» **TEXT PROVIDED**
=-=-=

The use of black and white is regarded as dramatic, and although it may have been influenced by 1940s and 1950s works of Willem de Kooning, Franz Kline and Robert Motherwell, it is more likely a commentary on Mondrian's 1917 Composition in Black and White. Alternatively, it may have been a reference to another of Mondrian's pre-World War I black and white oval paintings, such as Pier and Ocean, 1915. This complementary source art was common of Lichtenstein's 1960s work on frequently advertised objects. Lichtenstein describes his sources as Mondrian Plus and Minus paintings.

==Description==
In 1962, Lichtenstein produced several works in which he depicted "the repetitive regularity of their patterned surfaces." Golf Ball is a depiction of a golf ball using a Mondrianesque set of black and white arcs to depict the three-dimensionality of the subject. However, the neutral background manipulates the image and diminishes the volumetric characteristics by stripping the viewer of his perspective. It is described as a "pure graphic mark on a gray ground" as well as a "totality of abstract marks." Lichtenstein described Golf Ball as "the antithesis of what was thought of as having 'art meaning because of its lack of perspective.

Golf Ball is an example of the emerging "confident authority" of his single-image paintings with its "Rock of Gibraltar-like thereness". The "frontal and centralized presentations directness lacked the sophistication to market the images of household goods for advertising but was considered daring artistically. The black and white painting on a grey background challenges both the natural perception of realism and the boundaries of abstraction. The work "gives us both the impression of space and the fact of surface".

=-=-=

» **RECORDS PROVIDED**

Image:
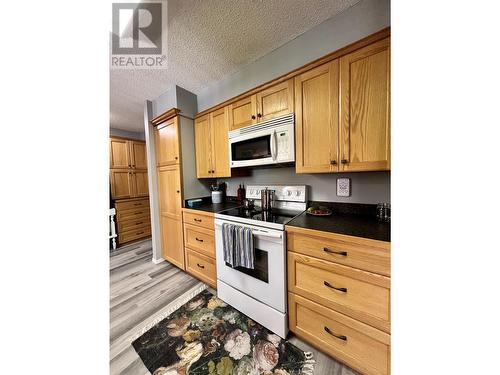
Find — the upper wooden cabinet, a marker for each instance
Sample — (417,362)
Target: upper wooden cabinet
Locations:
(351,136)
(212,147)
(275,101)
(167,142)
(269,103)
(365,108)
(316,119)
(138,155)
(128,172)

=-=-=

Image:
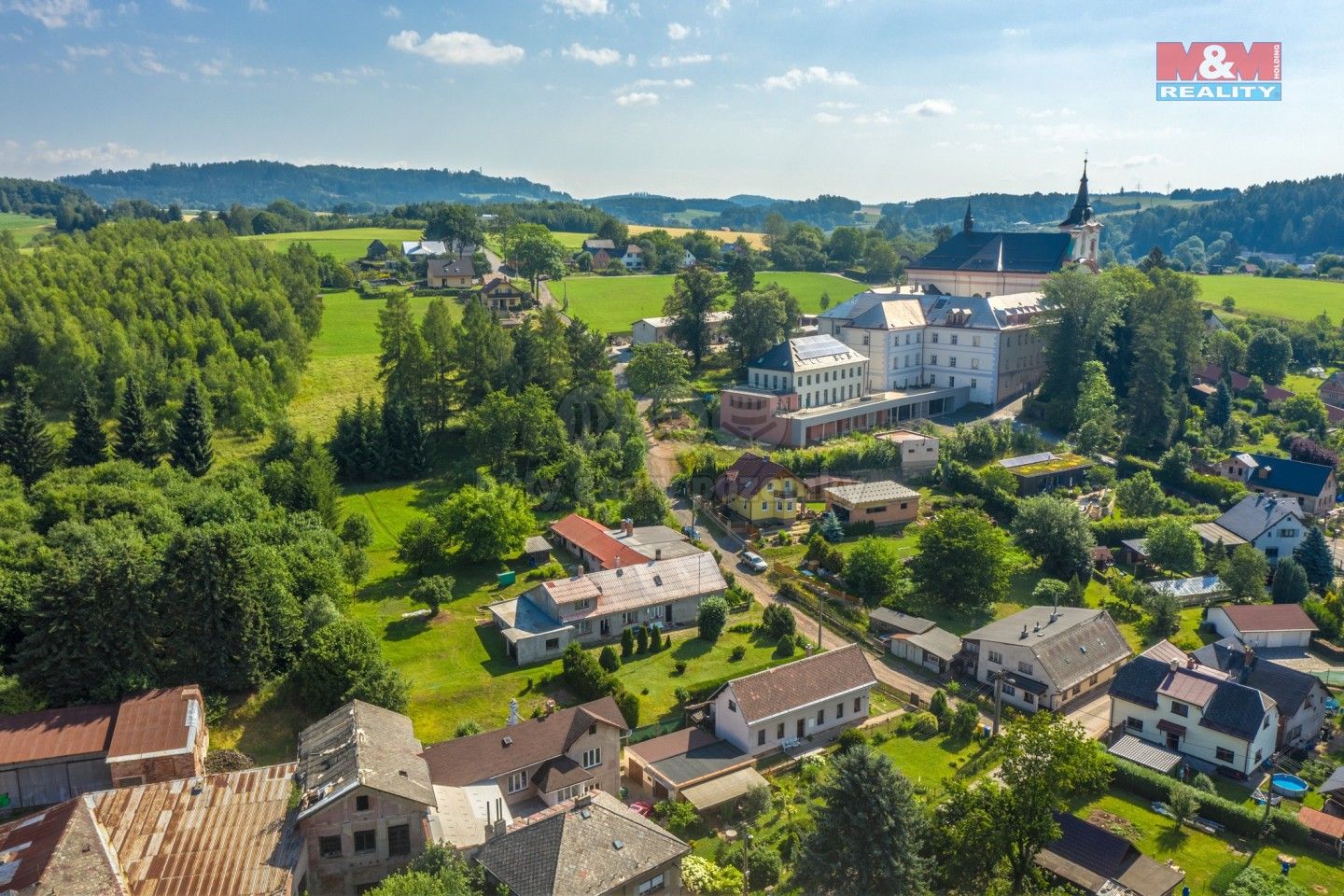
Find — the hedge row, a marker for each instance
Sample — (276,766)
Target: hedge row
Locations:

=-=-=

» **ACTIVITY LIST**
a) In the Golf Ball text, rewrite the part starting with "The use of black" and going on through "and Minus paintings.", putting "striking" in place of "dramatic".
b) Answer these questions from the text about Golf Ball:
(i) In what year did Mondrian paint Composition in Black and White?
(ii) In what year did Lichtenstein produce several works showing "the repetitive regularity of their patterned surfaces"?
(iii) What color is the background the black and white painting sits on?
c) Continue the text about the Golf Ball painting from its last sentence.

» **EXPECTED RESPONSES**
a)
The use of black and white is regarded as striking, and although it may have been influenced by 1940s and 1950s works of Willem de Kooning, Franz Kline and Robert Motherwell, it is more likely a commentary on Mondrian's 1917 Composition in Black and White. Alternatively, it may have been a reference to another of Mondrian's pre-World War I black and white oval paintings, such as Pier and Ocean, 1915. This complementary source art was common of Lichtenstein's 1960s work on frequently advertised objects. Lichtenstein describes his sources as Mondrian Plus and Minus paintings.

b)
(i) 1917
(ii) 1962
(iii) Grey

c)
Golf Ball was one of the bases by which "critics aligned him with other practitioners of Pop Art", although much is made about the painting's references to abstract painting, especially its likeness to Mondrian's works. Furthermore, the painting leverages tensions regarding three-dimensional representation in two dimensions resulting from spatial ambiguities caused by the lack of cues in the background.

==Reception==
Diane Waldman refers to the subject of Golf Ball as a freestanding form. This is one of the figures in which Lichtenstein demonstrates his draftsman experience. This work demonstrated his maturation as an artist with standardized contours that present uniformity and solidified inflections. This is a strong example of presenting the tension of volumetric potential balanced against two-dimensional presentation. It also shows how placement against a neutral background diminishes three-dimensionality. Despite Lichtenstein's techniques to display/minimize dimensionality, the viewer imposes his or her own visualization experiences on the painting, which minimizes the effect of spatial illusion.